--- INSTRUCTIONS FOR THE TASK ---
Convert these lines into a Markdown table with the columns Row and Line, numbering each row and omitting any blank lines.

────────────────────────────────────────

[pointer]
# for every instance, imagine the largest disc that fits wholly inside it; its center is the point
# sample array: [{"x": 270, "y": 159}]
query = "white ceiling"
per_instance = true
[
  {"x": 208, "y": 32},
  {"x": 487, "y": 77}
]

────────────────────────────────────────

--- THE ANSWER ---
| Row | Line |
|---|---|
| 1 | [pointer] |
| 2 | # for every instance, imagine the largest disc that fits wholly inside it; its center is the point |
| 3 | # sample array: [{"x": 270, "y": 159}] |
| 4 | query = "white ceiling" |
| 5 | per_instance = true |
| 6 | [ |
| 7 |   {"x": 208, "y": 32}, |
| 8 |   {"x": 487, "y": 77} |
| 9 | ] |